▸ **GIVEN PASSAGE**:
........

This discussion and list does not necessarily include every book by Finney: it includes only those books that I both know and like. Just as with the author list itself, omission of a particular item may mean I didn’t think highly enough of the omitted item, or it may simply mean that I have not yet sufficient familiarity with it. (In a very few cases, I have listed some books merely on the strength of my opinion of the author: all such books are clearly marked below, as throughout these lists, with a hash mark (#) before the title so you know what’s what.)
I don’t pretend that this discussion is a deep analysis. My intent is no more than to give you a rough idea of what kinds of tales Finney tells, how those tales are usually told, and what makes them and Finney worthy; in sum, to help you rank Charles G. Finney (and the works by Finney listed here) on your personal literary “to do” list.
Charles G. Finney’s reputation nowadays, not large to begin with and now rather small, seems to rest on a single book, The Circus of Dr. Lao. That is twice a shame: first, even on the strength of that one book, Finney ought rightly to be recognized as a genius; second, while he was not prolific, he did produce a few other gems too.
Though Finney’s books are not much alike, he is nevertheless another of those authors hard to mistake for anyone else. (Indeed, the only author I can think of to whom he can be likened at all is R. A. Lafferty—or, just maybe, Thorne Smith at his most outré.) Finney’s works have that quality of cartoon madness, of a world that looks like it ought to be our normal own but in which people react in the most prosaic ways to the most bizarre circumstances (his work might fit under the umbrella "magical realism," though I think that a pompous term). Above all, though, Finney’s books, whether or not serious of purpose, each have as their essence fun—a tremendous amount of lively humor, sometimes on the dry side, sometimes on the rollicking side, but always of the essence of the tale and of its telling.

........

▸ **RECORD EXCERPTS**:
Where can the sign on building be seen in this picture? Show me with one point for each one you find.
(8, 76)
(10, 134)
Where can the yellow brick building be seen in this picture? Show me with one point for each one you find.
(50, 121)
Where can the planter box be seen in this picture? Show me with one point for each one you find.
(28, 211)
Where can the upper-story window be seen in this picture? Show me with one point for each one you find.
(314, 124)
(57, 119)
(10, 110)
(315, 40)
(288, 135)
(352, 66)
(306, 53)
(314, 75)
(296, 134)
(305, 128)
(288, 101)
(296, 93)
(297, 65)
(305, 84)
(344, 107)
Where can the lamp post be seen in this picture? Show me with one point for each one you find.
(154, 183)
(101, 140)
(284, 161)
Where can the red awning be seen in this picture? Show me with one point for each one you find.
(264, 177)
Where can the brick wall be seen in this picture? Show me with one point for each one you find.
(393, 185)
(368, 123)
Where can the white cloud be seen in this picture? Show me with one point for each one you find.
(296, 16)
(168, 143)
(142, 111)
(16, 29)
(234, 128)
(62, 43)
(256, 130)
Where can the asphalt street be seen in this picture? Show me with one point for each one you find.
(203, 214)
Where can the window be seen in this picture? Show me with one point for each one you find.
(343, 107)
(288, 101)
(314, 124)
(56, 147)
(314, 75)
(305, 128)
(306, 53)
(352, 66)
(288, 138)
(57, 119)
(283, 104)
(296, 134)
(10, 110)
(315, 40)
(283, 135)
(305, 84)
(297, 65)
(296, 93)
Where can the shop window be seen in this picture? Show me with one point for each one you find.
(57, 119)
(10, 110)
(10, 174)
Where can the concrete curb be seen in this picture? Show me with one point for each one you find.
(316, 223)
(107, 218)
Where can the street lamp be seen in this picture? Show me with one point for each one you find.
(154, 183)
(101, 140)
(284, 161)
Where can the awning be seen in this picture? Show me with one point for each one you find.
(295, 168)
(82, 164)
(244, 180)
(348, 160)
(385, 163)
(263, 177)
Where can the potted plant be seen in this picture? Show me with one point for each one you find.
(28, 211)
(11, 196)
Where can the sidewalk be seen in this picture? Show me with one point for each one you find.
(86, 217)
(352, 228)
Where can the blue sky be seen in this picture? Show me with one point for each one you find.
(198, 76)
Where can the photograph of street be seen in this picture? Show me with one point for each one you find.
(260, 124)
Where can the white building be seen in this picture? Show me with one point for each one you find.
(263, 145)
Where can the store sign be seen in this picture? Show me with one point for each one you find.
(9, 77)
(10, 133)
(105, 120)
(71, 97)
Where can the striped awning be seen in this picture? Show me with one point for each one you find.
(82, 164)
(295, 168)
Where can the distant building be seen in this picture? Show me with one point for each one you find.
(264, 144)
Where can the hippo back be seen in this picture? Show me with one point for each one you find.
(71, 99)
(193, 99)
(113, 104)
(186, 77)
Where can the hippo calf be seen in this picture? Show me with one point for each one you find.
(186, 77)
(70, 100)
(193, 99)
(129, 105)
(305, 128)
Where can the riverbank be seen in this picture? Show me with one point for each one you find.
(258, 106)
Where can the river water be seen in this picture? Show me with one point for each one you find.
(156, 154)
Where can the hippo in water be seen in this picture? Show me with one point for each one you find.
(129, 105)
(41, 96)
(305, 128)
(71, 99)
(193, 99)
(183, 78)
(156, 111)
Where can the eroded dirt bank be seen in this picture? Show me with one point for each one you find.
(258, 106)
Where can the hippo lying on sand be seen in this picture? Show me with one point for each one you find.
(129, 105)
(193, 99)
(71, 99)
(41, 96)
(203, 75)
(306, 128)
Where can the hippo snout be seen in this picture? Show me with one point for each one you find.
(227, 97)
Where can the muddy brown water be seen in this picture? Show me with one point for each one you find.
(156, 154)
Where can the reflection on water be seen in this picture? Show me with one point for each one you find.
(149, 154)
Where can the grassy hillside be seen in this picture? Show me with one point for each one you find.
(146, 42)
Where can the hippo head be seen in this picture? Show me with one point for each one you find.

........

▸ **REQUESTS**:
[A] Duplicate the portion of the passage on Charles G. Finney starting at "Charles G. Finney’s" and ending at "other gems too.".
[B] Pick up the discussion of Charles G. Finney's books right after its final sentence and carry it forward.

▸ **RESULTS FOR THE EXERCISE**:
[A]
Charles G. Finney’s reputation nowadays, not large to begin with and now rather small, seems to rest on a single book, The Circus of Dr. Lao. That is twice a shame: first, even on the strength of that one book, Finney ought rightly to be recognized as a genius; second, while he was not prolific, he did produce a few other gems too.

[B]
Finney’s career as a writer of fiction is curious: his masterpiece, The Circus of Dr. Lao, published in 1935, was his first novel; it was followed with reasonable promptness in 1937 by the odd little tale The Unholy City. After that, there was silence for about a quarter of a century until the 1964 collection of short stories The Ghosts of Manacle (whose contents had been individually published between 1958 and 1962 in such toney magazines as Harper’s, The New Yorker, and Paris Review). The 1968 re-issue of The Unholy City was accompanied by a novella, apparently then newly written, entitled The Magician Out of Manchuria. And that is what we have (Finney died in 1984).
(Not that Finney wasn’t working as a writer during those periods: he was with the Arizona Daily Star from 1930 through at least 1964.)
With Finney, I will for a change put aside my usual technique of discussing his work by component elements, for he does not seem to me to lend himself readily to that approach. So let me take each of his few books in turn.
The Circus of Dr. Lao mixes mordant sarcasm, philosophy, social commentary, even moments of ineffable poignancy, and washes them all down with pervasive humor that ranges from wry to almost slapstick. If that sounds quite a juggling act, so it is, but Finney brings it off as if casually.
(By the way: George Pal made a silly, superficial, saccharine movie titled The Seven Faces of Dr. Lao that was supposedly derived from the Finney novel—if ever you are faced with possible exposure to the thing, run away screaming.)
One hot summer day in the depths of the Depression a travelling circus arrives in the dry, dusty town of Abalone, Arizona (based loosely on Tucson, where Finney lived). That strange circus confronts the citizenry of Abalone with real miracles togged out as shabby carnival sideshows. The various ways in which various of those citizens respond, that summer’s day, to the astounding things they see and hear (including the spectacular grand finale under the main tent) is the book’s freight, but this I can say without it being any “spoiler”: they none of them react, whether to a medusa or the reanimation of a dead man, just quite as one might expect.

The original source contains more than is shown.